## Assignment
Everything in the records except the pictures needs to be printed again exactly.

——

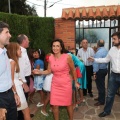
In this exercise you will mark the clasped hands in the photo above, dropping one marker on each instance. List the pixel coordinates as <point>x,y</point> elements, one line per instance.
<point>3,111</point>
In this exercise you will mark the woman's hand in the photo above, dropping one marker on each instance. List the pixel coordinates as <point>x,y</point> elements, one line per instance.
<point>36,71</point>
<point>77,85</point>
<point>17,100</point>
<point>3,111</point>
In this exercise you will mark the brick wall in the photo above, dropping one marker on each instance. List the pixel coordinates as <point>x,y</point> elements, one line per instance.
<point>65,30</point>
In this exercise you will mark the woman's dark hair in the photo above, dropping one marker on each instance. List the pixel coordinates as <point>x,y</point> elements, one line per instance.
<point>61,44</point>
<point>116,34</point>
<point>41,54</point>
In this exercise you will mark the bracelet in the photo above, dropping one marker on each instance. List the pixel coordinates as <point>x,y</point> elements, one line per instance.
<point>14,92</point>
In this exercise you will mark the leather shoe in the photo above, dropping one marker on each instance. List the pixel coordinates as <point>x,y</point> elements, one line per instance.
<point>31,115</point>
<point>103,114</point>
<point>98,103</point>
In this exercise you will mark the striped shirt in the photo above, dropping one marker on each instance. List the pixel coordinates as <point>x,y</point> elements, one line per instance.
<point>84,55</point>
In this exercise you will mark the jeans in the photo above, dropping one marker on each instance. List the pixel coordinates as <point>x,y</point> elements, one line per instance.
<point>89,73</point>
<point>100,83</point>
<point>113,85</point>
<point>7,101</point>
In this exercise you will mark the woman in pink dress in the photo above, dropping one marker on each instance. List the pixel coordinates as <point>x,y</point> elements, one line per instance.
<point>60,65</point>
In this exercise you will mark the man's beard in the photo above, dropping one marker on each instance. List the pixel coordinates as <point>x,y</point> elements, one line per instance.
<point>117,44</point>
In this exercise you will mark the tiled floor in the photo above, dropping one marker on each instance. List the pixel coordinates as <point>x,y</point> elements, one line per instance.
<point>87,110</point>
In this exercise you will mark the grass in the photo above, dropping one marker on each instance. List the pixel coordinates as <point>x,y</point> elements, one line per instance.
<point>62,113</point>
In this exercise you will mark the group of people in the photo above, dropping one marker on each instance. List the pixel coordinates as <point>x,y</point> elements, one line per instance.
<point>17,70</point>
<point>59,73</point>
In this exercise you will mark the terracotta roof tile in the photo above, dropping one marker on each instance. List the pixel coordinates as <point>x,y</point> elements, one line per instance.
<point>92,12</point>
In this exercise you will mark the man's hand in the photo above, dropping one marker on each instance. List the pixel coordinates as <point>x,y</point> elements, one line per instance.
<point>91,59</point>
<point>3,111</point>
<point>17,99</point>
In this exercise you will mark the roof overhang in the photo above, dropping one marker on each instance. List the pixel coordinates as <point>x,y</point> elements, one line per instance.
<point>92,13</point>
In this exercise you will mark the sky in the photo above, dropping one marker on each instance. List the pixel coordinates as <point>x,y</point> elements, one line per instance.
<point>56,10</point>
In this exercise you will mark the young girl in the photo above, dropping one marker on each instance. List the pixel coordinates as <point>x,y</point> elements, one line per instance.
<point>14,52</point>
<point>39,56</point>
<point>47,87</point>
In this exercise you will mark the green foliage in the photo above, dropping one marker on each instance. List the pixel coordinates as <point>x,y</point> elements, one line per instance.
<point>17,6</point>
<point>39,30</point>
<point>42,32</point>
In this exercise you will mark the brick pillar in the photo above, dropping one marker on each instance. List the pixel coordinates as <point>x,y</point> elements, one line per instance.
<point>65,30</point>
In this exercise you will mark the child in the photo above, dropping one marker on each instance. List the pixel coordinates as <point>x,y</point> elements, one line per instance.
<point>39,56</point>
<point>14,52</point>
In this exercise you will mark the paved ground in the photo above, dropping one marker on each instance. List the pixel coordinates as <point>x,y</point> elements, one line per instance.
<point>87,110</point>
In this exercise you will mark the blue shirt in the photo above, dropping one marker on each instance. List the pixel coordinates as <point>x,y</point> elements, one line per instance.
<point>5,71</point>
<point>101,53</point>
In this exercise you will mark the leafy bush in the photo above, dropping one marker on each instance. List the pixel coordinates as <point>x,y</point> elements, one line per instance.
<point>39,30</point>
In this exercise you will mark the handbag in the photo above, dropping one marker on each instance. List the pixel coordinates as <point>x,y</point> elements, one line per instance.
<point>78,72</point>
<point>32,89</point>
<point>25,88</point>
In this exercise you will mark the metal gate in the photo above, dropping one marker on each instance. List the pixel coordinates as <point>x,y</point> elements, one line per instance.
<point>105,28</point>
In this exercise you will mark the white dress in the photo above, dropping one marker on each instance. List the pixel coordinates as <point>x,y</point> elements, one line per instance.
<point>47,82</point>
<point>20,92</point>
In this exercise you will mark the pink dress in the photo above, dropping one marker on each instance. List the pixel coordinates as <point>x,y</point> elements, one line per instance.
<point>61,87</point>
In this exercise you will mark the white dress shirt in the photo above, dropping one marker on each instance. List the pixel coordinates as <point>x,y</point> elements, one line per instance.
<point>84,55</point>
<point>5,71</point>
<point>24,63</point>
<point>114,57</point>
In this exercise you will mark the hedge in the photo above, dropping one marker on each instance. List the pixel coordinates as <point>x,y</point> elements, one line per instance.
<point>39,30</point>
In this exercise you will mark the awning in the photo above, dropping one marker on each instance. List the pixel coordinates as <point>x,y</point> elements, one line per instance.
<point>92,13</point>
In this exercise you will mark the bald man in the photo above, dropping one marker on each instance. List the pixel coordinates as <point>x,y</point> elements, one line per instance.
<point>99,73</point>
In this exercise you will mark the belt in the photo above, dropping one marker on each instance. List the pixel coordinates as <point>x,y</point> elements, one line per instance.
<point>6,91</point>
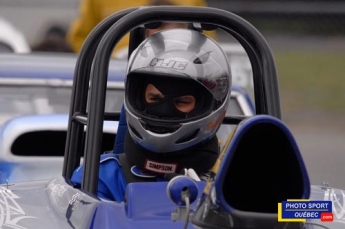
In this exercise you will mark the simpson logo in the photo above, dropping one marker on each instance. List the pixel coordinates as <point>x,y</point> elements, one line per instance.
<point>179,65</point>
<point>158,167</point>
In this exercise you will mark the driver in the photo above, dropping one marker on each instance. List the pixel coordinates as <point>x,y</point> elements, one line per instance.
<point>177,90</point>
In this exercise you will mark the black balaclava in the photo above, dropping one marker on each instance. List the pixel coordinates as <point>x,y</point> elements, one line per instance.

——

## Completed exercise
In this exercise you will mark the clasped hands in the photo above, dropping one marker on each instance. List the pixel coordinates as <point>x,y</point> elements, one line per instance.
<point>3,111</point>
In this exercise you will mark the woman's hand in the photo above, dropping one marker on each instance. List the pixel coordinates as <point>x,y</point> elements, one line per instance.
<point>36,71</point>
<point>77,85</point>
<point>17,100</point>
<point>3,111</point>
In this exercise you will mark the brick wall in the photo above, dropping one marker on each instance. List the pixel coordinates as <point>x,y</point> elements, one line per instance.
<point>65,30</point>
In this exercise you will mark the woman's dark hair in the photo above, dropping one marker on each instance. List the pixel coordinates as <point>x,y</point> elements, one line per instance.
<point>61,44</point>
<point>116,34</point>
<point>41,54</point>
In this exercise you will mark the bracelet in the photo above, dropping one marker on each instance. List the pixel coordinates as <point>x,y</point> elements, one line per instance.
<point>14,92</point>
In this exercise you will mark the leather shoe in the photo above, dropping one marker on each instance. List the pixel coordinates as <point>x,y</point> elements, one line per instance.
<point>31,115</point>
<point>103,114</point>
<point>98,103</point>
In this exercise you will mark the striped shirt in the photo above, dropping one marker on each instance. List the pixel coordinates as <point>x,y</point> elements, one line per instance.
<point>84,55</point>
In this exercise you will mark the jeans in the photo above, dropping one marker on each instance. List the pixel coordinates as <point>x,y</point> elements, one line per instance.
<point>89,73</point>
<point>100,83</point>
<point>113,85</point>
<point>7,101</point>
In this exercise you will mark the woman in pink dress in the photo above, dropping one marker on each instance. List the pixel coordinates as <point>x,y</point> elements, one line per instance.
<point>60,65</point>
In this exercise you will mark the man's beard in the photo above, dropping one marker on each instance. List the pixel coordinates as <point>x,y</point> elements, one line per instance.
<point>117,44</point>
In this exercise you will mark the tiled floor in the photo above, dropping one marker on each instance. List the pixel coordinates as <point>x,y</point> elements, one line per instance.
<point>87,110</point>
In this exercise you will mark the grass in the photo above, dropping one marker on each instance. List the pixel coordinates as <point>x,y</point> elements, one line per instance.
<point>62,113</point>
In this exercise you will mark the group of people in the photo above, dropping one marker on each instance. List the pixel coordinates as <point>x,y</point> elements, one line per instance.
<point>17,70</point>
<point>59,73</point>
In this exercise you will mark the terracotta roof tile in the photo above, dropping one marker on each instance. List the pixel coordinates as <point>x,y</point> elements, one line per instance.
<point>92,12</point>
In this exercise you will mark the man's hand in the photo above, dropping one marker on each instance. List the pixel coordinates as <point>x,y</point> elements, one line per instance.
<point>91,59</point>
<point>3,111</point>
<point>17,99</point>
In this exercise you will mark the roof overhang in the photo above, dropping one marker on each instance. List the pixel coordinates as <point>x,y</point> elements, one line per instance.
<point>92,13</point>
In this exercise you will mark the sky in the photo above, dropping one marker on each instance. List the pixel coordinates as <point>x,y</point> elements, one line per instance.
<point>56,10</point>
In this exercise you will mark the young girl in the photo above, dropping one marker on each instance. List the pixel coordinates as <point>x,y</point> elements, one line per instance.
<point>14,52</point>
<point>39,56</point>
<point>47,87</point>
In this exercise you will mark the green foliage in the photo above, dropping one marker on each instance. List the pixel coordinates as <point>x,y</point> elements, one line per instance.
<point>17,6</point>
<point>39,30</point>
<point>42,32</point>
In this exercise you will mark the brick pillar in the photo above, dropping one marker on each instance. List the pixel coordinates as <point>x,y</point> elements, one line per instance.
<point>65,30</point>
In this exercise you will mark the child in the photo above, dropping one marker on each instance. List the pixel coordinates as <point>x,y</point> elements, one line per instance.
<point>39,56</point>
<point>14,52</point>
In this exercise you will mark the paved ground in the photo above, dropping one marker on each instance. List the pixel coordinates as <point>x,y</point> elements, one line per instance.
<point>87,110</point>
In this exercise you will mark the blue shirt in the photo above, dropping one marker on each instance. List the pixel coordinates as <point>x,y</point> elements, one line per instance.
<point>5,71</point>
<point>101,53</point>
In this exercise you will mark the leafy bush in the photo above, dropping one marker on each instance. List the pixel coordinates as <point>x,y</point> elements, one line per instance.
<point>39,30</point>
In this exercise you will mark the handbag in the photo above, dropping one marker on each instance. List the pixel coordinates as <point>x,y</point> elements, one line per instance.
<point>78,72</point>
<point>32,89</point>
<point>25,88</point>
In this exercise you will mark the metal gate in the photo above, dropping one marker on each instance. List the pixel coordinates as <point>x,y</point> elements, one line per instance.
<point>105,28</point>
In this exercise you will mark the white dress in the photo above, dropping one marker on each instance. List the pixel coordinates as <point>x,y</point> elements, one line per instance.
<point>47,82</point>
<point>20,92</point>
In this exercise you will mark the pink dress in the photo above, dropping one marker on each instance. List the pixel coordinates as <point>x,y</point> elements, one line per instance.
<point>61,87</point>
In this exercise you will mark the white dress shirt in the photo above, dropping one marker on each instance. List the pixel coordinates as <point>x,y</point> elements, one line per instance.
<point>84,55</point>
<point>5,71</point>
<point>24,63</point>
<point>114,57</point>
In this exercise you will mark the hedge in the photo above, dropping one marker on each instance. List the pixel coordinates as <point>x,y</point> elements, one line per instance.
<point>39,30</point>
In this exercise you will mark the awning in the photo above, dropping one marker on each instance. List the pixel coordinates as <point>x,y</point> elements, one line per instance.
<point>92,13</point>
In this exercise you will mark the bald man in the photo above, dropping one marker on each instance. List the pixel coordinates as <point>x,y</point> elements, one line per instance.
<point>99,73</point>
In this exercise you will mark the belt in the photo above, dropping one marker on each instance. List the pixel coordinates as <point>x,y</point> elements, one line per instance.
<point>6,91</point>
In this exercise you will mark the simpson logo in the photo above, dropping one marker on each instance. List the pixel coordinates as <point>x,y</point> elements, one line per instance.
<point>179,65</point>
<point>158,167</point>
In this exercise you will mark the driver in the photo above, dropping one marker on each instance. List the pixel coordinates as <point>x,y</point> elements, one line per instance.
<point>177,90</point>
In this exercise you will mark the black balaclava in the photo above, dropping one marker on each instance. List the pixel coordinates as <point>x,y</point> elements, one line per instance.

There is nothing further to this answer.